Location labeling records
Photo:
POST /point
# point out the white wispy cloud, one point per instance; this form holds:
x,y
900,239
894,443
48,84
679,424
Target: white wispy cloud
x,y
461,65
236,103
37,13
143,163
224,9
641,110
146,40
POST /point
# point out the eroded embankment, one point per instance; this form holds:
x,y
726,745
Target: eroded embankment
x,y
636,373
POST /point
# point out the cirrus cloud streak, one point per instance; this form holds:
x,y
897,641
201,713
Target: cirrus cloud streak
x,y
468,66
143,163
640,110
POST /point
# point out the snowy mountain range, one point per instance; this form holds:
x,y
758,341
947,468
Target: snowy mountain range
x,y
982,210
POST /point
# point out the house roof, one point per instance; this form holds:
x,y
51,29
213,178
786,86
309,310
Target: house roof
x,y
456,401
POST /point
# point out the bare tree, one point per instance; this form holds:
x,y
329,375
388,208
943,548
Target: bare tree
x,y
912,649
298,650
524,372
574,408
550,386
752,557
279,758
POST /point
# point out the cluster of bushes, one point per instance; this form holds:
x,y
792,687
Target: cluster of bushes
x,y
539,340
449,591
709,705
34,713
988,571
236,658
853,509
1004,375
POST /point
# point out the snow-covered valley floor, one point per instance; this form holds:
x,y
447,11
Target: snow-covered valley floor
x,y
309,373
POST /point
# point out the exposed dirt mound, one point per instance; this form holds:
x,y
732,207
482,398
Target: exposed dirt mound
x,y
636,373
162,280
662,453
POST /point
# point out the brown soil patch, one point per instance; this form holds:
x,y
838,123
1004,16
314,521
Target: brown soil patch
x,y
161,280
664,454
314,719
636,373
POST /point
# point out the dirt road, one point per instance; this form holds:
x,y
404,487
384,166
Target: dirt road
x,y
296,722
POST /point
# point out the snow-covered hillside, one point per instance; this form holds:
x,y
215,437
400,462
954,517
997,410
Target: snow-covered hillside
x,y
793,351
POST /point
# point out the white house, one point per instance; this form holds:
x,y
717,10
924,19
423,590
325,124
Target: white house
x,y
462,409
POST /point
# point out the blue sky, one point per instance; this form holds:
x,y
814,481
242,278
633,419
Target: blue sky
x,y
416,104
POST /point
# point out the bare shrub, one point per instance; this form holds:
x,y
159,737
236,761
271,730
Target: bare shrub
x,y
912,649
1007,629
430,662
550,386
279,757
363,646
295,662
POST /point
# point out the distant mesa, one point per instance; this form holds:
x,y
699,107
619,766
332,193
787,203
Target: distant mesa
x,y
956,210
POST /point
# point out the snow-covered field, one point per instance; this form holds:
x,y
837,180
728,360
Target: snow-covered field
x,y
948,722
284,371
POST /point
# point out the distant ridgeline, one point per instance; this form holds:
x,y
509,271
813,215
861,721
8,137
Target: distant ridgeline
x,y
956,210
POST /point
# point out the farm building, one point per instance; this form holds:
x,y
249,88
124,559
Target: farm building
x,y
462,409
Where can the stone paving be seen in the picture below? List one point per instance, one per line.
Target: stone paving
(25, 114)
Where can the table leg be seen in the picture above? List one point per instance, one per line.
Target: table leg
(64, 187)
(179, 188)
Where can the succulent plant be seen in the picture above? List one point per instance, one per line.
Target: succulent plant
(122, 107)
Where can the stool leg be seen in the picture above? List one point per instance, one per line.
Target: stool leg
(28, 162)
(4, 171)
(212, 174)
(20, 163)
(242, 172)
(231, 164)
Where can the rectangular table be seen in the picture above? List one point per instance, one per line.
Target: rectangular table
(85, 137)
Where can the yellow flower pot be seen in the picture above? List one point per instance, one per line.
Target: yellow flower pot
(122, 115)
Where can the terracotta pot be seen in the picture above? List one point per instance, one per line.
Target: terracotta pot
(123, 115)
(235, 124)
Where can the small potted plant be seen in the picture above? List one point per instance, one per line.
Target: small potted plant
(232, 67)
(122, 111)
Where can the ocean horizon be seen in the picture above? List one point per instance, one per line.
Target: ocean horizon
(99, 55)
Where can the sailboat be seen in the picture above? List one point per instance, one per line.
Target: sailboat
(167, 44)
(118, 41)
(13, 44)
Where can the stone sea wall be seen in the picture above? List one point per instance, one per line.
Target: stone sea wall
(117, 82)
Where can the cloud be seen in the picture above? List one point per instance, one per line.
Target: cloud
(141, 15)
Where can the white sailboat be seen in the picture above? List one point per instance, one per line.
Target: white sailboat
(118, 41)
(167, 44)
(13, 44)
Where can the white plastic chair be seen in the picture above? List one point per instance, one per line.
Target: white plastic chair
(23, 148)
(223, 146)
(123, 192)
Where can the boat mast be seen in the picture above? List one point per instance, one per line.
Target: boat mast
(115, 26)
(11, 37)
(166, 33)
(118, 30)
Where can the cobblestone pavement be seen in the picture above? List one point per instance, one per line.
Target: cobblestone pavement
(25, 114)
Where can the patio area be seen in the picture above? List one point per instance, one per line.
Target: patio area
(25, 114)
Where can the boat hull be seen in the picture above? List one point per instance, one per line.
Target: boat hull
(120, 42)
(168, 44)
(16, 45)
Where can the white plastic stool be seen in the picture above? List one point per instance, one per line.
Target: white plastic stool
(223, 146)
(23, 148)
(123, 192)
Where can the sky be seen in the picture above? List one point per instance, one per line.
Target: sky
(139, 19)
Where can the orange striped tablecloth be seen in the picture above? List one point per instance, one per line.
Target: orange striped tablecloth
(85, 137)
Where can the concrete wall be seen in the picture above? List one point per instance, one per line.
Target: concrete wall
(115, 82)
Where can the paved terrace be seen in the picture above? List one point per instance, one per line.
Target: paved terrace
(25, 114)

● Exercise requirements: Reproduce the entire listing word for word.

● Written solution:
Photo:
POST /point
# point out the white wispy cloud, one point per instance; this form holds:
x,y
900,239
894,443
48,84
679,424
Target: white wispy cloud
x,y
461,65
236,103
37,13
143,163
224,9
641,110
146,40
POST /point
# point out the eroded embankment, one point per instance; this form holds:
x,y
726,745
Target: eroded embankment
x,y
636,373
POST /point
# point out the cirrus cloud streak, one point per instance; this form holds:
x,y
897,641
201,713
Target: cirrus cloud streak
x,y
468,66
143,163
640,110
POST /point
# point out the snowy mountain range, one point per instance; this form holds:
x,y
758,341
947,468
Target: snowy mountain range
x,y
982,210
POST /point
# point out the house roof, one point per instance; this form holds:
x,y
51,29
213,178
786,86
309,310
Target: house roof
x,y
456,401
POST /point
# point out the bare tree, one point per instance; this form holds:
x,y
329,375
388,208
943,548
Target: bare tree
x,y
912,649
298,650
524,372
574,408
550,386
752,557
279,758
POST /point
# point out the cluster of bushes, one point per instance; this form holds:
x,y
792,687
Target: cluster of bushes
x,y
539,340
449,591
709,705
34,713
988,571
236,658
853,509
1004,375
POST /point
# point out the snow-covered valley floor, one point per instance; this form holds:
x,y
447,11
Target: snow-covered valley floor
x,y
309,373
POST /point
# point out the exposed dirt mound, one point per instance; this form holds:
x,y
732,207
482,398
Target: exposed dirt mound
x,y
636,373
162,280
662,453
POST /point
# point out the brown soil patch, one point per instance; this form holds:
x,y
838,123
1004,16
314,521
Target: brown soil patch
x,y
161,280
664,454
314,719
636,373
POST /point
# point out the dirt road, one point per instance; this form holds:
x,y
404,487
384,166
Target: dirt road
x,y
296,722
POST /point
# point out the snow-covered hillside, one point per instance; this form holds:
x,y
215,437
400,462
954,517
997,410
Target: snow-covered hillside
x,y
793,351
POST /point
# point out the white house, one point per instance; this form holds:
x,y
717,10
924,19
423,590
325,124
Target: white house
x,y
462,409
POST /point
# point out the blue sky, one point per instance; this form holds:
x,y
814,481
242,278
633,419
Target: blue sky
x,y
416,104
POST /point
# point out the bare shrub, one point per instance; this form holds:
x,y
159,737
236,761
271,730
Target: bare shrub
x,y
912,649
1007,629
430,662
550,386
279,757
363,646
295,662
POST /point
# point out the distant mesa, one point per instance; this form holds:
x,y
699,107
619,766
332,193
787,203
Target: distant mesa
x,y
956,210
POST /point
# point out the snow-covered field, one point per instance; this form holds:
x,y
837,180
728,360
Target: snow-covered field
x,y
948,722
284,371
POST /point
# point out the distant ridgeline, one point per instance; this form holds:
x,y
509,271
813,215
861,721
8,137
Target: distant ridgeline
x,y
956,210
POST /point
# point out the farm building, one point per instance; this form holds:
x,y
249,88
124,559
Target: farm building
x,y
462,409
Where can the stone paving be seen in the picture below? List one point per instance, one per line.
Target: stone paving
(25, 114)
Where can the table leg be seen in the picture above? List one point per instance, one per line.
Target: table leg
(64, 187)
(179, 188)
Where can the succulent plant be seen in the picture above? List one point per instance, one per line.
Target: succulent plant
(122, 107)
Where can the stool leg be seen in the picture above? List one point per instance, one per line.
Target: stool leg
(28, 162)
(4, 171)
(212, 174)
(20, 163)
(242, 172)
(231, 164)
Where can the rectangular table be seen in the picture above? List one point per instance, one per line.
Target: rectangular table
(85, 137)
Where can the yellow flower pot be seen in the picture above? List one point per instance, one per line.
Target: yellow flower pot
(122, 115)
Where can the terracotta pot be seen in the picture above? List one point per instance, one per line.
Target: terracotta pot
(123, 115)
(235, 124)
Where can the small potted plant be seen in the picture above? List one point per instance, one per line.
Target: small potted plant
(232, 67)
(122, 111)
Where can the ocean horizon be seen in the picture above? List one point per instance, one per line.
Target: ocean horizon
(99, 55)
Where can the sailboat be seen in the picture above? List one point per instance, one per line.
Target: sailboat
(167, 44)
(118, 41)
(13, 44)
Where can the stone sea wall be seen in the picture above? List one point per instance, one per line.
Target: stone sea wall
(117, 82)
Where can the cloud be seen in the picture above? List one point per instance, one per line.
Target: cloud
(141, 15)
Where can the white sailboat be seen in the picture above? List one point per instance, one per line.
Target: white sailboat
(118, 41)
(167, 44)
(13, 44)
Where can the white plastic chair be seen in the picture above? List one point per instance, one per line.
Target: white plastic chair
(23, 148)
(223, 146)
(123, 192)
Where can the boat mast be seen in the picture above? List one point per instance, one per line.
Target: boat mast
(115, 26)
(11, 37)
(166, 33)
(118, 30)
Where can the cobblestone pavement be seen in the picture above? List one point per instance, one per line.
Target: cobblestone pavement
(25, 114)
Where can the patio area be seen in the picture above? List one point per instance, one per line.
Target: patio area
(25, 114)
Where can the boat hull be seen in the picture above? List one point per instance, one per line.
Target: boat hull
(120, 42)
(168, 44)
(16, 45)
Where can the white plastic stool be seen in the picture above? List one point per instance, one per line.
Target: white plastic stool
(223, 146)
(23, 148)
(123, 192)
Where can the sky be seen in the picture above? List one point per instance, one per line.
Target: sky
(139, 19)
Where can the orange striped tablecloth be seen in the picture above? List one point per instance, one per line.
Target: orange striped tablecloth
(85, 137)
Where can the concrete wall be seen in the picture above? List one point per instance, one per line.
Target: concrete wall
(115, 82)
Where can the paved terrace be seen in the picture above? List one point per instance, one per line.
Target: paved terrace
(25, 114)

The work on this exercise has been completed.